**Was benötigt wird:** Ändere die folgenden Daten, indem du jedes Vorkommen von „rough mask“ durch „coarse mask“ ersetzt und alles andere unverändert lässt.

━━ Untersuchte Daten ━━

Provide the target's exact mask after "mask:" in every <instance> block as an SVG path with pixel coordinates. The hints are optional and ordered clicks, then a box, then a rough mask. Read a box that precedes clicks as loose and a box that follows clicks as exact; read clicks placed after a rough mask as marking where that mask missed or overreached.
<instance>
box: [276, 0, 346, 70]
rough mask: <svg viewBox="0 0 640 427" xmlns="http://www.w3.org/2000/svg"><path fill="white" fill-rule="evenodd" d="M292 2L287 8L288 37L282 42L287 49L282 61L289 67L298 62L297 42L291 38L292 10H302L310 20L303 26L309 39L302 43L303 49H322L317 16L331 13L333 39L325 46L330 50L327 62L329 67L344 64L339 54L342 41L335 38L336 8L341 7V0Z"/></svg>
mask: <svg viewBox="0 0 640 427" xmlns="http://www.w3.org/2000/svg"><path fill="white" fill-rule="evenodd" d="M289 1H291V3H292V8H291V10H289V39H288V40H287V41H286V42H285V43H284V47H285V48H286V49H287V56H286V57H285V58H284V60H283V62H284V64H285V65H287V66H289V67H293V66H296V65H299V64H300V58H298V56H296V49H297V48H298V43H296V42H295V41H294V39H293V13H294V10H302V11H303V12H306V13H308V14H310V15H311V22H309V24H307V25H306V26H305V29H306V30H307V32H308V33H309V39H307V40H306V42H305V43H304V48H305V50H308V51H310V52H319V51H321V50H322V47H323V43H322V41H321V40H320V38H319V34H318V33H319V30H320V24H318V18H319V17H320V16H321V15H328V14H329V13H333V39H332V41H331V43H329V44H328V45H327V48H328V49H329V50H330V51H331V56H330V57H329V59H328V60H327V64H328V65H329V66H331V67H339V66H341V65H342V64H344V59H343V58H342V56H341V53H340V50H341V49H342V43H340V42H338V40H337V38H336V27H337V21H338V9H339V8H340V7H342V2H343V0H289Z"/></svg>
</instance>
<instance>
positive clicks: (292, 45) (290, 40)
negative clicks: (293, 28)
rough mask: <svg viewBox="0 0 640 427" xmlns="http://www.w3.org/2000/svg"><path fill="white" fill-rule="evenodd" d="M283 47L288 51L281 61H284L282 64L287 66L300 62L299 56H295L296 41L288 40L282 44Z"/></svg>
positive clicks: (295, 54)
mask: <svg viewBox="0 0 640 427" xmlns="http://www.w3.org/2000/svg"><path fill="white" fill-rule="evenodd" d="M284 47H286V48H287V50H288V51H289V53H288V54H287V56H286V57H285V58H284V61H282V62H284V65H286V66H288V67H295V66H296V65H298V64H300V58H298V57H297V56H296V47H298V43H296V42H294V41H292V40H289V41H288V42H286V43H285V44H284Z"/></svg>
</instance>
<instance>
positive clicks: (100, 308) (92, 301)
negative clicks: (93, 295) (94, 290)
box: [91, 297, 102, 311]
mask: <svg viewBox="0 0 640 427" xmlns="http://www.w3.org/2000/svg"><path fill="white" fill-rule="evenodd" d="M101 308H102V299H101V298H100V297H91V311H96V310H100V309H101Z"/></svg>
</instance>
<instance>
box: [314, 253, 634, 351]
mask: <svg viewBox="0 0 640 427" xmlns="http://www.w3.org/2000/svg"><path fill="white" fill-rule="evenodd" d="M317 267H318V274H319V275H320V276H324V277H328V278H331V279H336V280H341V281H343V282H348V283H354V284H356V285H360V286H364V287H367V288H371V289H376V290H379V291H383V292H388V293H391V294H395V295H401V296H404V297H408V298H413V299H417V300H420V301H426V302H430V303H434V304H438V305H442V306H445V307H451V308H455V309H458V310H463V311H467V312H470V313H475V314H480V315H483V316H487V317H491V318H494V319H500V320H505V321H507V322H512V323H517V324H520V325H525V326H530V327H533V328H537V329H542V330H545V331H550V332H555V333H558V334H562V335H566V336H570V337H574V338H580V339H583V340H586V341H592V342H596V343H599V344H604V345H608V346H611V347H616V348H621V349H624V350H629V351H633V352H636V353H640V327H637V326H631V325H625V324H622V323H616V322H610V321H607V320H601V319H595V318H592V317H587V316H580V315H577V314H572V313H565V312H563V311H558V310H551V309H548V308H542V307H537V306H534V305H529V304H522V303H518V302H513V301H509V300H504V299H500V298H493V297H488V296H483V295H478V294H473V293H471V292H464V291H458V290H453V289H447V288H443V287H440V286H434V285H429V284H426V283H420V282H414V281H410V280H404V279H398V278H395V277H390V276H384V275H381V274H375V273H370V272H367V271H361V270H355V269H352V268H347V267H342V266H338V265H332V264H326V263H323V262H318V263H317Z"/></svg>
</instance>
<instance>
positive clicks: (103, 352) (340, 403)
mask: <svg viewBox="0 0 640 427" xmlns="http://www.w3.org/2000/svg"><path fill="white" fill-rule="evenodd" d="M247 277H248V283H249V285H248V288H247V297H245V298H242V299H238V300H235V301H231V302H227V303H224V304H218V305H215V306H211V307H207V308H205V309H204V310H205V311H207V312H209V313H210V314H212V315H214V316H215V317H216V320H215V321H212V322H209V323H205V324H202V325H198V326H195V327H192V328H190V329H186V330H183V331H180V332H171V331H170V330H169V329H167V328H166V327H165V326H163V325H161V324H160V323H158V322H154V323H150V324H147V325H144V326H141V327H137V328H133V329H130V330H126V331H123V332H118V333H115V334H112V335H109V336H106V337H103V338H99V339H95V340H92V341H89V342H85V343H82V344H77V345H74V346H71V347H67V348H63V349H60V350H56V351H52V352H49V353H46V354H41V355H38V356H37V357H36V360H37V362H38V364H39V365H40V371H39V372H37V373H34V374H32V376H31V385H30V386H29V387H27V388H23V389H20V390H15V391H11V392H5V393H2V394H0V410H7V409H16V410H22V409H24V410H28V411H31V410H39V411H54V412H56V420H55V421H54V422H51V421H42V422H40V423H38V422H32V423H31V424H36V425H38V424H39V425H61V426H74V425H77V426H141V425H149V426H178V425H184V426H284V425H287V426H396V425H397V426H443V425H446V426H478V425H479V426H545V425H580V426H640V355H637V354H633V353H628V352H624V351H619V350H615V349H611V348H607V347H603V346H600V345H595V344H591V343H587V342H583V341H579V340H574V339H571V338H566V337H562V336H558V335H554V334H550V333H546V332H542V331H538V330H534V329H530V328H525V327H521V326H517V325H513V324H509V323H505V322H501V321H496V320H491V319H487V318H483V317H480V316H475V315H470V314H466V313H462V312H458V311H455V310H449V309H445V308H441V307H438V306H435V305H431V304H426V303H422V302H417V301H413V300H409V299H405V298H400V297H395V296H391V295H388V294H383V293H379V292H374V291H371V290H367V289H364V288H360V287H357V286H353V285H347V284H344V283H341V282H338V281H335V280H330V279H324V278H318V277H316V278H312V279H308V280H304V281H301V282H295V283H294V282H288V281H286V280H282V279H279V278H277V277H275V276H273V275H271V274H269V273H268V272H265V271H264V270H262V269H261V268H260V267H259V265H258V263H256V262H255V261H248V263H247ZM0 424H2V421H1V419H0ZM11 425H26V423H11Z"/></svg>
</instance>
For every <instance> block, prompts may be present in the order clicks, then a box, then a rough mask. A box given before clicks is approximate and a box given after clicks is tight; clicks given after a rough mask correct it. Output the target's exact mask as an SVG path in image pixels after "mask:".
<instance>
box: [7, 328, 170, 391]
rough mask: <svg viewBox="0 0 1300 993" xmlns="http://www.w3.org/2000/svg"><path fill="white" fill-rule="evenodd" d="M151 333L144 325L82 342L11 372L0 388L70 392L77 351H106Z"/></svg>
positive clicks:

━━━

**Antwort zur Aufgabe:**
Provide the target's exact mask after "mask:" in every <instance> block as an SVG path with pixel coordinates. The hints are optional and ordered clicks, then a box, then a coarse mask. Read a box that precedes clicks as loose and a box that follows clicks as exact; read clicks placed after a coarse mask as marking where that mask missed or overreached.
<instance>
box: [276, 0, 346, 70]
coarse mask: <svg viewBox="0 0 640 427" xmlns="http://www.w3.org/2000/svg"><path fill="white" fill-rule="evenodd" d="M292 2L287 8L288 37L282 42L287 49L282 61L289 67L298 62L297 42L291 38L292 10H302L310 20L303 26L309 39L302 43L303 49H322L317 16L331 13L333 39L325 46L330 50L327 62L329 67L344 64L339 54L342 41L335 38L336 8L341 7V0Z"/></svg>
mask: <svg viewBox="0 0 640 427" xmlns="http://www.w3.org/2000/svg"><path fill="white" fill-rule="evenodd" d="M289 1H291V3H292V8H291V10H289V39H288V40H287V41H286V42H285V43H284V47H285V48H286V49H287V56H286V57H285V58H284V60H283V62H284V64H285V65H287V66H289V67H293V66H296V65H299V64H300V58H298V56H296V49H297V48H298V43H296V42H295V41H294V39H293V13H294V10H302V11H303V12H306V13H308V14H310V15H311V22H309V24H307V25H306V26H305V29H306V30H307V32H308V33H309V39H307V40H306V42H305V43H304V48H305V50H308V51H310V52H319V51H321V50H322V47H323V43H322V41H321V40H320V38H319V34H318V33H319V30H320V24H318V18H319V17H320V16H321V15H328V14H329V13H333V39H332V41H331V43H329V44H328V45H327V48H328V49H329V50H330V51H331V56H330V57H329V59H328V60H327V64H328V65H329V66H331V67H339V66H341V65H342V64H344V59H343V58H342V56H341V53H340V50H341V49H342V43H340V42H338V40H337V38H336V27H337V21H338V9H339V8H340V7H342V2H343V0H289Z"/></svg>
</instance>
<instance>
positive clicks: (292, 45) (290, 40)
negative clicks: (293, 28)
coarse mask: <svg viewBox="0 0 640 427" xmlns="http://www.w3.org/2000/svg"><path fill="white" fill-rule="evenodd" d="M283 47L288 51L281 61H284L282 64L287 66L300 62L299 56H295L296 41L288 40L282 44Z"/></svg>
positive clicks: (295, 54)
mask: <svg viewBox="0 0 640 427" xmlns="http://www.w3.org/2000/svg"><path fill="white" fill-rule="evenodd" d="M284 47H286V48H287V50H288V51H289V53H288V54H287V56H286V57H285V58H284V61H282V62H284V65H286V66H288V67H295V66H296V65H298V64H300V58H298V57H297V56H296V47H298V43H296V42H294V41H292V40H289V41H288V42H286V43H285V44H284Z"/></svg>
</instance>
<instance>
positive clicks: (100, 308) (92, 301)
negative clicks: (93, 295) (94, 290)
box: [91, 297, 102, 311]
mask: <svg viewBox="0 0 640 427" xmlns="http://www.w3.org/2000/svg"><path fill="white" fill-rule="evenodd" d="M101 308H102V299H101V298H100V297H91V311H96V310H100V309H101Z"/></svg>
</instance>
<instance>
box: [314, 253, 634, 351]
mask: <svg viewBox="0 0 640 427" xmlns="http://www.w3.org/2000/svg"><path fill="white" fill-rule="evenodd" d="M317 267H318V274H319V275H320V276H324V277H328V278H331V279H336V280H341V281H343V282H348V283H354V284H356V285H360V286H364V287H367V288H371V289H376V290H379V291H383V292H388V293H391V294H395V295H401V296H404V297H408V298H413V299H417V300H420V301H426V302H430V303H434V304H438V305H442V306H445V307H451V308H455V309H458V310H463V311H467V312H470V313H475V314H480V315H483V316H487V317H491V318H494V319H500V320H505V321H507V322H512V323H517V324H520V325H525V326H530V327H533V328H537V329H542V330H545V331H550V332H555V333H558V334H562V335H566V336H570V337H574V338H580V339H583V340H586V341H592V342H596V343H599V344H604V345H608V346H611V347H616V348H621V349H624V350H629V351H633V352H636V353H640V327H637V326H631V325H625V324H622V323H616V322H610V321H607V320H601V319H595V318H592V317H587V316H580V315H577V314H572V313H565V312H563V311H558V310H551V309H548V308H542V307H537V306H534V305H529V304H522V303H518V302H513V301H509V300H504V299H500V298H493V297H488V296H483V295H478V294H473V293H471V292H464V291H458V290H453V289H447V288H443V287H440V286H434V285H429V284H426V283H420V282H414V281H410V280H404V279H398V278H395V277H390V276H384V275H381V274H375V273H370V272H367V271H361V270H355V269H352V268H347V267H342V266H338V265H332V264H326V263H323V262H318V263H317Z"/></svg>
</instance>
<instance>
positive clicks: (103, 352) (340, 403)
mask: <svg viewBox="0 0 640 427" xmlns="http://www.w3.org/2000/svg"><path fill="white" fill-rule="evenodd" d="M247 277H248V283H249V285H248V288H247V297H245V298H242V299H238V300H235V301H231V302H227V303H224V304H218V305H215V306H211V307H207V308H205V309H204V310H205V311H207V312H209V313H210V314H212V315H214V316H215V317H216V320H215V321H212V322H209V323H205V324H202V325H198V326H195V327H192V328H190V329H186V330H183V331H180V332H171V331H170V330H169V329H167V328H166V327H165V326H163V325H161V324H160V323H158V322H154V323H150V324H147V325H144V326H141V327H137V328H133V329H130V330H126V331H123V332H118V333H115V334H112V335H109V336H106V337H103V338H99V339H95V340H92V341H89V342H85V343H82V344H77V345H74V346H71V347H67V348H63V349H60V350H56V351H52V352H49V353H46V354H41V355H38V356H37V357H36V360H37V362H38V364H39V365H40V371H39V372H37V373H34V374H32V376H31V385H30V386H29V387H27V388H23V389H20V390H15V391H11V392H5V393H2V394H0V410H7V409H16V410H22V409H24V410H28V411H31V410H39V411H54V412H56V420H55V421H54V422H51V421H42V422H40V423H38V422H32V423H31V424H36V425H38V424H39V425H61V426H74V425H77V426H141V425H149V426H178V425H184V426H284V425H287V426H396V425H397V426H443V425H446V426H478V425H479V426H545V425H580V426H640V355H637V354H633V353H628V352H624V351H619V350H615V349H611V348H607V347H603V346H600V345H595V344H591V343H587V342H583V341H579V340H574V339H571V338H566V337H562V336H558V335H554V334H550V333H546V332H542V331H538V330H534V329H530V328H525V327H521V326H517V325H513V324H509V323H505V322H501V321H496V320H491V319H487V318H483V317H480V316H475V315H470V314H466V313H462V312H458V311H455V310H449V309H445V308H441V307H438V306H435V305H431V304H426V303H422V302H417V301H413V300H409V299H405V298H400V297H395V296H391V295H388V294H383V293H379V292H374V291H371V290H367V289H364V288H360V287H357V286H353V285H347V284H344V283H341V282H338V281H335V280H330V279H324V278H318V277H316V278H312V279H308V280H304V281H301V282H295V283H294V282H288V281H286V280H282V279H279V278H277V277H275V276H273V275H271V274H269V273H268V272H265V271H264V270H262V269H261V268H260V267H259V265H258V263H256V262H255V261H248V263H247ZM0 424H2V421H1V419H0ZM11 425H26V423H11Z"/></svg>
</instance>
For every <instance> block, prompts may be present in the order clicks, then a box, then a coarse mask. A box given before clicks is approximate and a box given after clicks is tight; clicks given after a coarse mask correct it. Output the target's exact mask as an SVG path in image pixels after "mask:".
<instance>
box: [7, 328, 170, 391]
coarse mask: <svg viewBox="0 0 1300 993" xmlns="http://www.w3.org/2000/svg"><path fill="white" fill-rule="evenodd" d="M151 333L144 325L82 342L11 372L0 388L70 392L77 351H106Z"/></svg>
positive clicks:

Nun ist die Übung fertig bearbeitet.